REQUIREMENT A — How many lines of the rows contain the string "person"? Reply with the number alone.

EXCERPT —
====================
DAG Runs
A DAG run is a specific instance of a DAG. When you trigger a DAG, Airflow creates a DAG run for it. Each DAG run has a unique ID, a logical date, and a state (e.g., running, success, failed).
What is a DAG Run?
In Apache Airflow, a Directed Acyclic Graph (DAG) defines a set of tasks and their dependencies. A DAG Run represents a single execution of that DAG. Think of the DAG as the blueprint and the DAG Run as a specific instance of that blueprint being built.
Key Attributes of a DAG Run:
- DAG ID: The identifier of the DAG being run.
- Run ID: A unique identifier for this specific DAG Run. It often includes the logical date and a timestamp.
- Logical Date (Execution Date): The timestamp that represents the logical time of the data the DAG run is processing. This is crucial for backfilling and scheduling.
- State: The current status of the DAG Run (e.g.,
queued,running,success,failed,scheduled). - Created At: Timestamp when the DAG Run was created.
- Updated At: Timestamp when the DAG Run was last updated.
- Start Date: Timestamp when the DAG Run actually started executing tasks.
- End Date: Timestamp when the DAG Run finished executing tasks.
Creating DAG Runs
DAG Runs are typically created in two ways:
- Scheduled Runs: Airflow's scheduler automatically creates DAG runs based on the
schedule_intervaldefined in your DAG. - Manual Triggers: Users can manually trigger a DAG run from the Airflow UI or via the Airflow CLI.
Automatic Scheduling
When you define a schedule_interval for your DAG (e.g., daily, hourly), Airflow's scheduler will periodically check if it's time to create a new DAG run. For a daily schedule, it will typically create a DAG run for the previous day at a specific time.
from __future__ import annotations
import pendulum
from airflow.models.dag import DAG
with DAG(
dag_id="my_scheduled_dag",
start_date=pendulum.datetime(2023, 1, 1, tz="UTC"),
schedule="@daily", # This will trigger a DAG run daily
catchup=False,
tags=["example"],
) as dag:
pass
Manual Triggers
You can trigger a DAG run manually for several reasons, such as testing or re-running a specific period.
From the UI: Navigate to the DAGs view, find your DAG, and click the "Trigger DAG" button. You can specify configuration options and a logical date.
From the CLI:
airflow dags trigger my_dag_id --conf '{"key": "value"}' --execution-date 2023-10-27T00:00:00
The --conf parameter allows you to pass a JSON configuration that can be accessed within your tasks. The --execution-date (or --logical-date) parameter specifies the logical date for this manual run.
Understanding the Logical Date
The logical date (often referred to as execution date in older versions) is a fundamental concept. It represents the point in time that the DAG run is *for*. For a daily DAG scheduled to run at midnight, the logical date for that run would be the start of the day (e.g., 2023-10-26 00:00:00 UTC if the run happens on 2023-10-27).
This distinction is vital:
- The logical date defines the data interval for the DAG run.
- The run date (when it actually starts) is when Airflow executes the DAG.
This separation allows for catchup and backfilling, where you can have Airflow run your DAG for past logical dates.
====================
REQUIREMENT B — According to the page on DAG runs, what does the --conf parameter let you do?

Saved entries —
====================
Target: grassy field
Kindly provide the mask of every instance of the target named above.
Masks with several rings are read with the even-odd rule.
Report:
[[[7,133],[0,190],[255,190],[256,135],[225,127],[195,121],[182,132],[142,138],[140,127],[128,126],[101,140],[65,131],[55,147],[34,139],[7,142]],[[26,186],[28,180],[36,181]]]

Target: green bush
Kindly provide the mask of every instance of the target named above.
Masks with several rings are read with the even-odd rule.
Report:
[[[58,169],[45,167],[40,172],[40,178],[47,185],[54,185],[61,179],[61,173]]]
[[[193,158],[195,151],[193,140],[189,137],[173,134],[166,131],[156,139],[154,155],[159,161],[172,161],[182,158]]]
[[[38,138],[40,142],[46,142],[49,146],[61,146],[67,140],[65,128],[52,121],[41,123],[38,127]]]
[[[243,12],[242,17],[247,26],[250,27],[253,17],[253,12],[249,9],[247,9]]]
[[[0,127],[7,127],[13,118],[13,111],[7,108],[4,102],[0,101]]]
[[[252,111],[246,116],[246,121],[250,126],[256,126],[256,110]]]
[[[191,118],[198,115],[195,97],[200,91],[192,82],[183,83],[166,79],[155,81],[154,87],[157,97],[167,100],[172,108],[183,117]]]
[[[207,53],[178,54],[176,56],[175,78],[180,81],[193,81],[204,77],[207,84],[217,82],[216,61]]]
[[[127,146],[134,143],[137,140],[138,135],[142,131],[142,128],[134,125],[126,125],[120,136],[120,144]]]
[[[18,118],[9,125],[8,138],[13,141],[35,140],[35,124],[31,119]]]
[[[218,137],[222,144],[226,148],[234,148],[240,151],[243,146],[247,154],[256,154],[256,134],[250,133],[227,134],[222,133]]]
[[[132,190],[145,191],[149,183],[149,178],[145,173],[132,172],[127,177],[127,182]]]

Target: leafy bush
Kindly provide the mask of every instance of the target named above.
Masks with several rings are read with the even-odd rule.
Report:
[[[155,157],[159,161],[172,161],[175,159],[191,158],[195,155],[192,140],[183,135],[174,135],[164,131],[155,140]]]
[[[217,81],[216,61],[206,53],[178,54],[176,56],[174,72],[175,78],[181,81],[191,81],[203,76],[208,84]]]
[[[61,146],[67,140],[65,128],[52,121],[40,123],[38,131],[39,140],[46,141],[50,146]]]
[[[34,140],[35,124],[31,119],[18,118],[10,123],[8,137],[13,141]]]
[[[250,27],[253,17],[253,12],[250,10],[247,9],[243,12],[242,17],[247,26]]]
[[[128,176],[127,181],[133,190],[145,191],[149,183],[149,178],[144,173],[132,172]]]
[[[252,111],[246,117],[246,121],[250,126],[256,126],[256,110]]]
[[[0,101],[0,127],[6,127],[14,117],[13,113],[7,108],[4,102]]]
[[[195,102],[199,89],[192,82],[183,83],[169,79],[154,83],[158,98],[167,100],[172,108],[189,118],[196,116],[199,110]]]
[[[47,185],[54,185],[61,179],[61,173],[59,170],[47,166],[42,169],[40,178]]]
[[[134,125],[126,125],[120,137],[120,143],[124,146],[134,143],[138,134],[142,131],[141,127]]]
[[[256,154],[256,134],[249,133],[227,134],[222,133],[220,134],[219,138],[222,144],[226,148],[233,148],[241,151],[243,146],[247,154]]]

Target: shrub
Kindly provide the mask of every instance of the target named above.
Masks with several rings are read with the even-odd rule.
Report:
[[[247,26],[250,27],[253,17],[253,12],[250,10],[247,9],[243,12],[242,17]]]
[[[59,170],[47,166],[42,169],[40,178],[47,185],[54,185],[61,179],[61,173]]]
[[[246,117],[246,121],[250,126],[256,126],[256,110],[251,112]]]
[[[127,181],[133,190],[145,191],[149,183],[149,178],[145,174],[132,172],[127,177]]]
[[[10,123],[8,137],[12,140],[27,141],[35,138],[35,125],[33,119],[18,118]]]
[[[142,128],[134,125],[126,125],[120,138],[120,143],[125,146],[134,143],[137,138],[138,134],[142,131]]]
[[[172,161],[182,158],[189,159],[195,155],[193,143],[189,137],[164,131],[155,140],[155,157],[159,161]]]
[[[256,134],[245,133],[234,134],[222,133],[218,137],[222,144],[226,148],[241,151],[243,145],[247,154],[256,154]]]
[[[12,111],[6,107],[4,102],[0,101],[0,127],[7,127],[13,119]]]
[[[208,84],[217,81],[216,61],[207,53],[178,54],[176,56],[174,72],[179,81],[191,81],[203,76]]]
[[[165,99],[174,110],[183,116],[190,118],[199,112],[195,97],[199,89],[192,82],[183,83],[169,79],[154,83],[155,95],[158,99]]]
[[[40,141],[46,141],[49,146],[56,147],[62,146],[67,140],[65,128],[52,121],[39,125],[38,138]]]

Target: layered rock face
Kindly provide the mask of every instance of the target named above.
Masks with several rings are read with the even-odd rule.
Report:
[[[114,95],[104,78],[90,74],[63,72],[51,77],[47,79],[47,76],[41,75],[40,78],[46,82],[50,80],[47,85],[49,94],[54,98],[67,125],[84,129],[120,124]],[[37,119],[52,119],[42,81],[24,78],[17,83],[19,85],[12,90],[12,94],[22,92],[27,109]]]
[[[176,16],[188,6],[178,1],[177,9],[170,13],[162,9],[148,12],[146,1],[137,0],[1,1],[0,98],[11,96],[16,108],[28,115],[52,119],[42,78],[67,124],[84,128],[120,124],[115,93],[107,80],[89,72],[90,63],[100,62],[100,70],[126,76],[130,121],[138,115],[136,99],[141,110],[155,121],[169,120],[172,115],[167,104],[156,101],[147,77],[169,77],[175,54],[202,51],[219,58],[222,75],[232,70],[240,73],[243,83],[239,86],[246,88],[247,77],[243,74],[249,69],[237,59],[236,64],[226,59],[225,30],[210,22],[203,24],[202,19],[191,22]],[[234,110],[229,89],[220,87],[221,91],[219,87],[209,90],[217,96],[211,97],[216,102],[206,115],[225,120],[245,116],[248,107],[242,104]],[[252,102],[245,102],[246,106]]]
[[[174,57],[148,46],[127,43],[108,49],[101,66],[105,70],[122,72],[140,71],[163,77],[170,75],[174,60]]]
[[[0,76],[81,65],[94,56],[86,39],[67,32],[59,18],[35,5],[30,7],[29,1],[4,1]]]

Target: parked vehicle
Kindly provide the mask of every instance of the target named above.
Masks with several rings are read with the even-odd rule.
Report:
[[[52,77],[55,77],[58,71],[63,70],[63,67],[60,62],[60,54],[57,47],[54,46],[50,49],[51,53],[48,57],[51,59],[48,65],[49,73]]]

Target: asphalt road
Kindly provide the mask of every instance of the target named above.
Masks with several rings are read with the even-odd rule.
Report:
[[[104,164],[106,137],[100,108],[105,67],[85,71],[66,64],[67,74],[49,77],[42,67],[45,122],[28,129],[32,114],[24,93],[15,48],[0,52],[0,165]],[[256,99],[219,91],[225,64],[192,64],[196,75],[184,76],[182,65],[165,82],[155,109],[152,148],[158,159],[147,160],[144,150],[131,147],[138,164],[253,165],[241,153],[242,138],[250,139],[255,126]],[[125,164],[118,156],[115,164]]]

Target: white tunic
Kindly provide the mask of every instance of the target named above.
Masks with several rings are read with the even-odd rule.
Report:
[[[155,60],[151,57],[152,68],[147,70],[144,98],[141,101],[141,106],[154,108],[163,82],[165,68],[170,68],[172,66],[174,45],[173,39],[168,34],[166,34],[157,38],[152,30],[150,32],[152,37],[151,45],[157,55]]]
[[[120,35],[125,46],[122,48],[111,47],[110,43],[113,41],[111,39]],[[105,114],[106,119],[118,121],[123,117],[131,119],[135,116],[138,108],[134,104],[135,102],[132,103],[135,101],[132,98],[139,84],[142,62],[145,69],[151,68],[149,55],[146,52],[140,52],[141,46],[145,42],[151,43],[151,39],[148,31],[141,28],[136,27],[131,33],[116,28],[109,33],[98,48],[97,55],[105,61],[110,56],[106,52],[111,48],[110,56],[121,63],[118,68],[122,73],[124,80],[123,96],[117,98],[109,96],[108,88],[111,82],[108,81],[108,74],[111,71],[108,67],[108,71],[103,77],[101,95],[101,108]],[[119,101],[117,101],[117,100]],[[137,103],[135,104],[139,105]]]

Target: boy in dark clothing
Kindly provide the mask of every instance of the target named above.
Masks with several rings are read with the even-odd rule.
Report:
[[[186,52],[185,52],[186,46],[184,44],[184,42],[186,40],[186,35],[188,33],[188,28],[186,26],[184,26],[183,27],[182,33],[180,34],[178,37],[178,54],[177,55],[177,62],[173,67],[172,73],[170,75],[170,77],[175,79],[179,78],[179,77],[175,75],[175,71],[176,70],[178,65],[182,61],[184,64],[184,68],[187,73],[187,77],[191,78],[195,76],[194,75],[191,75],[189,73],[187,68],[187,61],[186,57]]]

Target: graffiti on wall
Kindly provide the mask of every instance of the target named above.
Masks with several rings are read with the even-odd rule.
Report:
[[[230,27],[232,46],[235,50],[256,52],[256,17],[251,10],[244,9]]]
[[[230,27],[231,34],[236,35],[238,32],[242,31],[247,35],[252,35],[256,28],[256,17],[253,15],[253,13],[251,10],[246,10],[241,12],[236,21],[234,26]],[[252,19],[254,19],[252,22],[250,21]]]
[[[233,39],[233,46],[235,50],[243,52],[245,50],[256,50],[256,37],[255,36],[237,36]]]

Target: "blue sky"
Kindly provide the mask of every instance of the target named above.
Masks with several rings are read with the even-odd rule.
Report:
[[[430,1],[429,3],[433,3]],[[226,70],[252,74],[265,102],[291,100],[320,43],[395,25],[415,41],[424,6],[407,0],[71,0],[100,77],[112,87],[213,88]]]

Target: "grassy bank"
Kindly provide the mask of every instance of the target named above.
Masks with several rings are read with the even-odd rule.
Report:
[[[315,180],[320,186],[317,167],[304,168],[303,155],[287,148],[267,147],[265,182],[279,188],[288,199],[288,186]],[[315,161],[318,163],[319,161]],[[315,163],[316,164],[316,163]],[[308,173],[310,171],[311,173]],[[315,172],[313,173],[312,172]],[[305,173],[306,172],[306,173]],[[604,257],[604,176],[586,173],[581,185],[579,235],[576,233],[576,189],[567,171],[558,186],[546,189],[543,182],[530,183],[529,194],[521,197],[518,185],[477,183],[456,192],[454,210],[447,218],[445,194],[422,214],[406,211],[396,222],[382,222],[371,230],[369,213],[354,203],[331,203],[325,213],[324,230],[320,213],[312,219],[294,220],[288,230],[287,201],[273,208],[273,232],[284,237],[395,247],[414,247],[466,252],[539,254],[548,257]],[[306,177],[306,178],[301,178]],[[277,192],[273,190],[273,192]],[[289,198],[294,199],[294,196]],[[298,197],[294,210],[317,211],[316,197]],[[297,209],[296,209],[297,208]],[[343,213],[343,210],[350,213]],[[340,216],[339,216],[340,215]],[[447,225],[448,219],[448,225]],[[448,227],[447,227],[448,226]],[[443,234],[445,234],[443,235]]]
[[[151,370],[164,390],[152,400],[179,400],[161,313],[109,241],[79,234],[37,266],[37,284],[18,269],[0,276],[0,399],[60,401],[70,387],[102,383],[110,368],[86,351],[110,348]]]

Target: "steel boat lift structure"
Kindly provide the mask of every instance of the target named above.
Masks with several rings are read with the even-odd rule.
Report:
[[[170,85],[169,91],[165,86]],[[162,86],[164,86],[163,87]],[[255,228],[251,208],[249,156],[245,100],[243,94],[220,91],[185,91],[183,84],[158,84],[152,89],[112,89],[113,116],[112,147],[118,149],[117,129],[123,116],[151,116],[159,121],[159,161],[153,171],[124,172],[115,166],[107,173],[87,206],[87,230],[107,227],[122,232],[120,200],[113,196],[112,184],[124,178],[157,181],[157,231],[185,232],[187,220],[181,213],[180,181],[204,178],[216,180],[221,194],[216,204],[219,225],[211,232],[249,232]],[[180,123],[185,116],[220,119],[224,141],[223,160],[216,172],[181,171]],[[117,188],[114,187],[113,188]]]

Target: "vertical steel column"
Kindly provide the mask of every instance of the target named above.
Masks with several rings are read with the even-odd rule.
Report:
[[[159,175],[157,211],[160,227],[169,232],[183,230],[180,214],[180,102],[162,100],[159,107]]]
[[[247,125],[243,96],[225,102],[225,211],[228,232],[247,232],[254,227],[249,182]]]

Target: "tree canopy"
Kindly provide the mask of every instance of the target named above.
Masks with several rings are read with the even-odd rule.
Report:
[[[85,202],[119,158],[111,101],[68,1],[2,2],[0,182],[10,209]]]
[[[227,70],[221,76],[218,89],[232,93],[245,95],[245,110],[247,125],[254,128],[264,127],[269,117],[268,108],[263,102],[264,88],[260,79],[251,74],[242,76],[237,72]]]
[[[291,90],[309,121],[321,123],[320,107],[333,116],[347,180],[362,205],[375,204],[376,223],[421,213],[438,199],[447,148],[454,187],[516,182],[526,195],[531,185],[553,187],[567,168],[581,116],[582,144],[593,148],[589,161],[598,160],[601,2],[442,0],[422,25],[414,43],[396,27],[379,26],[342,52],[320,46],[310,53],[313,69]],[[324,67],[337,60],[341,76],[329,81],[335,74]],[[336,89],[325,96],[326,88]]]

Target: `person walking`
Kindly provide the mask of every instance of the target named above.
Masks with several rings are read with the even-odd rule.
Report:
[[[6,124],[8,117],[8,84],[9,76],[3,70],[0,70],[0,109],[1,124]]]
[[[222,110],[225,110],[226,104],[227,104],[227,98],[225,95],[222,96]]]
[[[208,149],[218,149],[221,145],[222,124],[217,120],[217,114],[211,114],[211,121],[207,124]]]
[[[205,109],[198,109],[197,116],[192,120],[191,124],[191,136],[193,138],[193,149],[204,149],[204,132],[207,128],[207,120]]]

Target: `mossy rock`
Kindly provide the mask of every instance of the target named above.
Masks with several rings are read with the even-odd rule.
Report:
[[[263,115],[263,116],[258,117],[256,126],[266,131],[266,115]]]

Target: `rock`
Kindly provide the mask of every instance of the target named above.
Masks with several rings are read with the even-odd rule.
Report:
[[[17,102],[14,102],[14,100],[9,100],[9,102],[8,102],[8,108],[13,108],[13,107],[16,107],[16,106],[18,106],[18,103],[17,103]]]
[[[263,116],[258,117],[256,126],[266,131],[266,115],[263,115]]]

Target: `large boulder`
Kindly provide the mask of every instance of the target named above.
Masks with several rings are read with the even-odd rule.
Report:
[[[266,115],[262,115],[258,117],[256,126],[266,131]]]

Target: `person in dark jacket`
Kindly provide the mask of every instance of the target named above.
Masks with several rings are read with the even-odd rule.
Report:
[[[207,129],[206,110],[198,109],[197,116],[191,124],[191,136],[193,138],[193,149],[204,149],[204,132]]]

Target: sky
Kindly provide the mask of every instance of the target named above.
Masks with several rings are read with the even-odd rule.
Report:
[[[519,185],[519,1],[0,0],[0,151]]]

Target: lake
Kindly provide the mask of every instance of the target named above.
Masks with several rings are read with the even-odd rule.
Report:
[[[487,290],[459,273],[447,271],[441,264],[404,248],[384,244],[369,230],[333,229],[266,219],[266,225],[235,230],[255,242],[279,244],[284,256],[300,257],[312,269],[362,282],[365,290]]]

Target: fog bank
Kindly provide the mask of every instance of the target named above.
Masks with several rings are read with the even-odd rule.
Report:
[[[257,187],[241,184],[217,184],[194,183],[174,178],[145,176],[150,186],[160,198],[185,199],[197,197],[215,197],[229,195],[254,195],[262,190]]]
====================
TASK ANSWER A — 2

TASK ANSWER B — It lets you pass a JSON configuration that can be accessed within your tasks.